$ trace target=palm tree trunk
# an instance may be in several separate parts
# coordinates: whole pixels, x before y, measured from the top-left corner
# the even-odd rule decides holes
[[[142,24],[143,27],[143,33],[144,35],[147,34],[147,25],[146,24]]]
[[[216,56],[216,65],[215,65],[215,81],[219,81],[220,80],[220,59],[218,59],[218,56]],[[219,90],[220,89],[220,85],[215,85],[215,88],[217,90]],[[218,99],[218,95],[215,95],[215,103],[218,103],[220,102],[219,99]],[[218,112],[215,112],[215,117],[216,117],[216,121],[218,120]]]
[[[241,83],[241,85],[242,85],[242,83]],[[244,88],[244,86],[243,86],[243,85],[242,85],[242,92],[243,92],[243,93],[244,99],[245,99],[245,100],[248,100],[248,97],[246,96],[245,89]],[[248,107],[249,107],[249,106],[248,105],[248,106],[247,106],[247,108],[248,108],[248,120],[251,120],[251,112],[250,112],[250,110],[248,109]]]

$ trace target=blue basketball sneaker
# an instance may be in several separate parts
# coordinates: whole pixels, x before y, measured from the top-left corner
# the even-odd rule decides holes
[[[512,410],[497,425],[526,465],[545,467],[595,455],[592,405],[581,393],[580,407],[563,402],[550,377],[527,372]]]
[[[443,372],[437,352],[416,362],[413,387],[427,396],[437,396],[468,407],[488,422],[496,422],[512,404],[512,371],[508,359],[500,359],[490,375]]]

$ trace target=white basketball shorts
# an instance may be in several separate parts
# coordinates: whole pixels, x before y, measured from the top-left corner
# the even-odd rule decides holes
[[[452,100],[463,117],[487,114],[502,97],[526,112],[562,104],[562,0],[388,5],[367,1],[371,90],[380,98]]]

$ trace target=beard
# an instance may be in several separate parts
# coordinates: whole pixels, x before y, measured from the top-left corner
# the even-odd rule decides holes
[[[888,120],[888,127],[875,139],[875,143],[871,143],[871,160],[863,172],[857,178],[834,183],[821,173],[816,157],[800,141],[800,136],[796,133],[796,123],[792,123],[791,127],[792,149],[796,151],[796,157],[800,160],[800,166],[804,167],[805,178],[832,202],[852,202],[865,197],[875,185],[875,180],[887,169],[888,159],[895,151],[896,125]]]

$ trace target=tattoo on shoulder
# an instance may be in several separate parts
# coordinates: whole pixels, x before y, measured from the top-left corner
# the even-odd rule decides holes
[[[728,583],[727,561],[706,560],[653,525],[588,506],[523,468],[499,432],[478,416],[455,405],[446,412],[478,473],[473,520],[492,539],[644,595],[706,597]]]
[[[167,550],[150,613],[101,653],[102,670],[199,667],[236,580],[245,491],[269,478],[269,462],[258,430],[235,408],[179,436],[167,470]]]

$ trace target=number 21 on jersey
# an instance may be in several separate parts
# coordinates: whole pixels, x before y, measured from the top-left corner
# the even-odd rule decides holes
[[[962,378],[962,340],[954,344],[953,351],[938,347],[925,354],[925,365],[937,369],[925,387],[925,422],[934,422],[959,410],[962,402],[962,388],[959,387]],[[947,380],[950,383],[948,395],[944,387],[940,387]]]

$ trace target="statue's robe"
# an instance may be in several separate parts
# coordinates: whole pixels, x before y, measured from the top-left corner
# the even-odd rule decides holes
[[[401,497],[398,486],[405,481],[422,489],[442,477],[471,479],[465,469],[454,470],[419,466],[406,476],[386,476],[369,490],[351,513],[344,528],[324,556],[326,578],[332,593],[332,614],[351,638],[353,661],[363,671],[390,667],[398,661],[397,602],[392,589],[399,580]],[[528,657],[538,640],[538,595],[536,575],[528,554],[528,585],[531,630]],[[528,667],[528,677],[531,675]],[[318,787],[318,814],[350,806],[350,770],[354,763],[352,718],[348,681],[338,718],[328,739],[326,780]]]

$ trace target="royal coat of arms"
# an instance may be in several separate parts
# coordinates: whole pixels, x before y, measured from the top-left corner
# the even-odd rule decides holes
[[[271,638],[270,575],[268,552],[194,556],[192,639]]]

__________

Copy out the whole listing exactly as written.

• [ANSWER TO THIS PROBLEM]:
$ trace target=palm tree trunk
# an instance may be in several separate parts
# coordinates: whole pixels, x before y, measured from the top-left corner
# the even-odd rule decides holes
[[[142,24],[143,27],[143,33],[144,35],[147,34],[147,25],[146,24]]]
[[[216,56],[216,65],[215,65],[215,81],[219,81],[220,80],[220,59],[218,59],[218,56]],[[219,90],[220,89],[220,85],[215,85],[215,88],[217,90]],[[218,99],[218,95],[215,95],[215,103],[218,103],[220,102],[219,99]],[[218,112],[215,112],[215,117],[216,117],[216,121],[218,120]]]
[[[241,83],[241,85],[242,85],[242,83]],[[244,88],[244,86],[243,86],[243,85],[242,85],[242,92],[243,92],[243,93],[244,99],[245,99],[245,100],[248,100],[248,97],[246,96],[245,89]],[[248,107],[249,107],[249,106],[248,105],[248,106],[247,106],[247,108],[248,108],[248,120],[251,120],[251,112],[250,112],[250,110],[248,109]]]

$ trace target=blue basketball sneaker
# an instance may be in several separate parts
# coordinates: whole pixels, x before y, measured from the top-left corner
# the even-odd rule decides holes
[[[512,410],[497,425],[526,465],[545,467],[595,455],[592,405],[581,393],[580,407],[563,402],[550,377],[527,372]]]
[[[443,372],[437,352],[416,362],[413,387],[427,396],[437,396],[468,407],[488,422],[496,422],[512,404],[512,371],[508,359],[500,359],[490,375]]]

$ trace target=white basketball shorts
# an instance may be in several separate parts
# coordinates: whole pixels, x before y, measured from the top-left corner
# the even-odd rule decides holes
[[[452,100],[463,117],[487,114],[502,97],[526,112],[562,104],[562,0],[388,5],[367,1],[371,90],[380,98]]]

$ trace target=beard
# an instance may be in several separate parts
# coordinates: whole pixels, x before y, measured from the top-left corner
# the even-odd rule decides holes
[[[888,120],[888,127],[875,139],[875,143],[871,143],[871,160],[863,172],[857,178],[834,183],[821,173],[816,157],[800,141],[800,136],[796,133],[796,123],[792,123],[791,127],[792,149],[796,151],[796,157],[800,160],[800,166],[804,167],[805,178],[832,202],[852,202],[865,197],[875,185],[875,180],[887,169],[888,159],[895,151],[896,125]]]

$ trace target=tattoo on shoulder
# an instance may be in several separate parts
# coordinates: whole pixels, x before y, measured from the top-left corner
# the even-odd rule decides holes
[[[728,583],[727,561],[706,560],[653,525],[588,506],[523,468],[499,432],[478,416],[455,405],[446,412],[478,473],[473,520],[492,539],[644,595],[706,597]]]
[[[167,550],[150,613],[101,653],[102,670],[199,667],[236,580],[245,491],[269,478],[269,462],[258,430],[235,408],[179,436],[167,470]]]

$ trace target=number 21 on jersey
# an instance may be in several separate parts
# coordinates: whole pixels, x before y, measured from the top-left corner
# the even-odd rule decides holes
[[[962,378],[962,340],[954,344],[953,351],[938,347],[925,354],[925,365],[937,369],[925,387],[925,422],[934,422],[959,410],[962,402],[962,388],[959,387]],[[947,380],[950,383],[948,395],[944,387],[940,387]]]

$ trace target="statue's robe"
# an instance may be in several separate parts
# coordinates: whole pixels, x before y, measured from the top-left corner
# the even-odd rule decides holes
[[[401,497],[398,486],[405,481],[422,489],[442,477],[471,479],[465,469],[454,470],[419,466],[406,476],[386,476],[369,490],[351,513],[344,528],[324,556],[326,578],[332,593],[332,614],[351,638],[353,661],[363,671],[390,667],[398,661],[397,602],[392,589],[399,580]],[[528,657],[538,640],[538,595],[536,575],[528,554],[528,585],[531,630]],[[528,667],[528,677],[531,675]],[[318,787],[318,814],[350,806],[350,770],[354,763],[352,718],[348,681],[338,718],[328,739],[326,780]]]

$ trace target="royal coat of arms"
# an instance may be in several separate parts
# coordinates: whole pixels, x before y, measured from the top-left corner
# the even-odd rule decides holes
[[[271,638],[270,575],[268,552],[194,556],[192,639]]]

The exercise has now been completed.